- [Instructions for the task]
In the passage on worker bees below, extract the part that begins at the words "Workers are the" and stops after the words "more common maximum.", copying it with no changes.

The workers and their duties

 

Workers are the smallest and most numerous of the bees, constituting over 98% of the colony’s population. One colony, as has been seen, may have as many as 80 000 workers, but 50 000 is a more common maximum.

Although they never mate, the workers possess organs necessary for carrying out the many duties essential to the wellbeing of the colony. They have a longer tongue than the queen and drones, and thus are well fitted for sucking nectar from flowers. They have large honey stomachs to carry the nectar from the field to the hive; they have pollen baskets on their third pair of legs to transport the pollen to the hive. Glands in their head produce royal jelly as food for the larvae and glands in their thorax secrete enzymes necessary for ripening honey. Four sets of wax glands, situated inside the last four ventral segments of the abdomen, produce wax for comb construction. A well-developed sting permits them to defend the colony very efficiently.

The kind of work performed by the worker depends largely upon her age. The first three weeks of her adult life, during which she is referred to as a house bee, are devoted to activities within the hive, while the remainder are devoted to field work, so that she is called a field bee.

Duties of the house bee

The duties of a house bee are –

a) cleaning the hive and the comb
b) feeding the brood
c) caring for the queen
d) making orientation flights
e) comb building
f) ventilating the hive
g) packing pollen, water, nectar or honey into the combs
h) executions
i) guard duty

Cleaning

The first activity of the worker bee on reaching maturity is to clean herself. She removes all unnecessary particles, grooms herself immediately and then crawls out of her cell. She takes in food and then starts cleaning the brood cells, employing both tongue and mandibles. The comb cells are cleaned to receive eggs laid by the queen who, before laying, examines the comb cell to satisfy herself that it has been properly cleaned. If she finds a cell that is not properly cleaned, she quickly rejects it. Other duties which may occasionally be necessary include removing dead intruders or dead bees from the hive, and removing debris and other objectionable material. Anything that is too large to carry is often dragged along and pushed outside, while dead snakes, wax moths or other carcasses too heavy to transport are encased with propolis brought in by field bees.

- [Information]
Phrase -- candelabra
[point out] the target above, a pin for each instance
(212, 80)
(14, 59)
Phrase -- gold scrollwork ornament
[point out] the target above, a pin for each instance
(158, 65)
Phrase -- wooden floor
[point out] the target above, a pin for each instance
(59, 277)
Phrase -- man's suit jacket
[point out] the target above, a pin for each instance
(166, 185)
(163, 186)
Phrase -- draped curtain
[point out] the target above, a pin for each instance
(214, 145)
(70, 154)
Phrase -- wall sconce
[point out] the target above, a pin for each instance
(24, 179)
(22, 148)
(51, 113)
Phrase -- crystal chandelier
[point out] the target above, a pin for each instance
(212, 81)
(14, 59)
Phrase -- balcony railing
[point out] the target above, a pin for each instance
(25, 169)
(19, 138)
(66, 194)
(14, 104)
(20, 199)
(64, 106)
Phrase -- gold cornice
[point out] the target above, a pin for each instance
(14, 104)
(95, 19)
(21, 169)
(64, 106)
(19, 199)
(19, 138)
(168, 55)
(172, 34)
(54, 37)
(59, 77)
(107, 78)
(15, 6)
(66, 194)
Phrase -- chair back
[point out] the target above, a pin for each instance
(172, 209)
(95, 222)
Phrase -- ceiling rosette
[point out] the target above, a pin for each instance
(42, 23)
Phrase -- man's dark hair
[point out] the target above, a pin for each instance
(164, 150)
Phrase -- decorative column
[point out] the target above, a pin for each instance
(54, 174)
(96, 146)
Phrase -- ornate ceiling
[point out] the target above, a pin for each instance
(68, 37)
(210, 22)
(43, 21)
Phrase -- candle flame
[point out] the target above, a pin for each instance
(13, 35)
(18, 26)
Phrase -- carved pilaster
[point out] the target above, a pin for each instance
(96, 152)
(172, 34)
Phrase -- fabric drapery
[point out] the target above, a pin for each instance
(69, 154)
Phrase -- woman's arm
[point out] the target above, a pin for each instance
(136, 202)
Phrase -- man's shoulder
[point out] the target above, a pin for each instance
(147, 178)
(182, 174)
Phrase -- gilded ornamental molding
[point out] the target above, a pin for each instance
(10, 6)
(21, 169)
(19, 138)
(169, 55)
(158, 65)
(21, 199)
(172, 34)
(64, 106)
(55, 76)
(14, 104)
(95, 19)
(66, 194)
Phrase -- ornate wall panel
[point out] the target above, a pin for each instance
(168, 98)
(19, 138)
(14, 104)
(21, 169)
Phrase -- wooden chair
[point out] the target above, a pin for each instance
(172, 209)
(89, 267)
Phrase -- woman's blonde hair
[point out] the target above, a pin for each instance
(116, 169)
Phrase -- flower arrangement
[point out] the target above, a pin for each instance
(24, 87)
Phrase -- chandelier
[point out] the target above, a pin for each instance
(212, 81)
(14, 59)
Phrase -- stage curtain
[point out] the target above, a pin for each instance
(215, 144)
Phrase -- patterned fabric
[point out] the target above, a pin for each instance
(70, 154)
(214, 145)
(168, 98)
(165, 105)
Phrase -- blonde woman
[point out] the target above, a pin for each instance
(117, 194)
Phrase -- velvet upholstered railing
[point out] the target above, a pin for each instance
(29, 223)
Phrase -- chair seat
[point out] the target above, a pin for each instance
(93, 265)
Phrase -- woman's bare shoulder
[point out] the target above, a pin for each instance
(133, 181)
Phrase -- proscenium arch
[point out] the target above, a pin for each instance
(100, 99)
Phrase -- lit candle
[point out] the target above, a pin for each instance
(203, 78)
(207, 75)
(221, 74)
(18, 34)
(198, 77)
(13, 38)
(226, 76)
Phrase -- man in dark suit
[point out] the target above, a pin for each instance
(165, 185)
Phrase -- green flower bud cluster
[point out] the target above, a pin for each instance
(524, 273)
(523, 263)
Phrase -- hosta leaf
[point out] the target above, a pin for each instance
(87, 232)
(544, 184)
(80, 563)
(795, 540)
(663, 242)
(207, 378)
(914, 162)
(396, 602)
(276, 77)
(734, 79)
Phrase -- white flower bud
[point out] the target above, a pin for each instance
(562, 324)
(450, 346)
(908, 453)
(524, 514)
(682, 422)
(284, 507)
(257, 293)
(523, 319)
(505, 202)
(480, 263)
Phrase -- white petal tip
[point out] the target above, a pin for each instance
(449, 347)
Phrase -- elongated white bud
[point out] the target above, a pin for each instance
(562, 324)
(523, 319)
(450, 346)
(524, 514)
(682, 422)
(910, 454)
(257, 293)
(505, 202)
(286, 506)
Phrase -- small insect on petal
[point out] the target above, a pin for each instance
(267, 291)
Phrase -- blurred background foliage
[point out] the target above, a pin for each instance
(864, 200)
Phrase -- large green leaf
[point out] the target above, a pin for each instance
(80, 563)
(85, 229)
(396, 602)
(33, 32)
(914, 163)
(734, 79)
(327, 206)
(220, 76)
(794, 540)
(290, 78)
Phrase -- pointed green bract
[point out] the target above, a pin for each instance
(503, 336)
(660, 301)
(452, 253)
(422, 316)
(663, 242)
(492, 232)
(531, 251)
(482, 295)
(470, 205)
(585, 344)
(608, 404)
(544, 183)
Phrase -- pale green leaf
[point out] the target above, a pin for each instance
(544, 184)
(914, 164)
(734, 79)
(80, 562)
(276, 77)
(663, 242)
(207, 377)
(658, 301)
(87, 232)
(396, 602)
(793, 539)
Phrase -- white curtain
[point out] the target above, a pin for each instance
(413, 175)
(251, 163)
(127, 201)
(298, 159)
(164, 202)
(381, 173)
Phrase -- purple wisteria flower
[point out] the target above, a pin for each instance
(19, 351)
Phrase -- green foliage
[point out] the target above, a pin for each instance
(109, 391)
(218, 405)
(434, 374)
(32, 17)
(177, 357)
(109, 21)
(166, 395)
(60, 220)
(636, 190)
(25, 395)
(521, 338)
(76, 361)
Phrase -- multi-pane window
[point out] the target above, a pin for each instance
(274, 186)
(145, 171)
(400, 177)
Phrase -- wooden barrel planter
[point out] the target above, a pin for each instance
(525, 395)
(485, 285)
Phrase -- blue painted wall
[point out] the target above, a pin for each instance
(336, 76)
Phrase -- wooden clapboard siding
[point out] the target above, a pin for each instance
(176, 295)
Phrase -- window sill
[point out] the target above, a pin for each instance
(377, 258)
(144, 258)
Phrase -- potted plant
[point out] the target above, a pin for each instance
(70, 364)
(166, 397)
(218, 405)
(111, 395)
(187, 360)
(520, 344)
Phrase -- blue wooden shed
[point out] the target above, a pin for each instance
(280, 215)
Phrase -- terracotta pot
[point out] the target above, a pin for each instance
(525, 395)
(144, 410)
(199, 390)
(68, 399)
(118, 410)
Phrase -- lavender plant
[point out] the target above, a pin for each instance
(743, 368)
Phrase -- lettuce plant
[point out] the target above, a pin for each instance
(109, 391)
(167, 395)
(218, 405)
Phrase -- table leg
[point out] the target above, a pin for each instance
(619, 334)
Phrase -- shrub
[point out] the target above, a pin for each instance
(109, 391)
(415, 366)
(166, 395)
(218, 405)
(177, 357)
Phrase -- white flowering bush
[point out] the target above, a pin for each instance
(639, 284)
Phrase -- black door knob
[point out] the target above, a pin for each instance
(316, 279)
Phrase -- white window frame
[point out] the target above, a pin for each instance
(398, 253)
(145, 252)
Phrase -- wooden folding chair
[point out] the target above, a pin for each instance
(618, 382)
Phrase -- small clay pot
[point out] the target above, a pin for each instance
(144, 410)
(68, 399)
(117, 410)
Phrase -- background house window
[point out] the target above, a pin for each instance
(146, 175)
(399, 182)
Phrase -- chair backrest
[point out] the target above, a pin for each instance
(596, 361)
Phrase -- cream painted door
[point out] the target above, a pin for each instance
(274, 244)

- [Exercise answer]
Workers are the smallest and most numerous of the bees, constituting over 98% of the colony’s population. One colony, as has been seen, may have as many as 80 000 workers, but 50 000 is a more common maximum.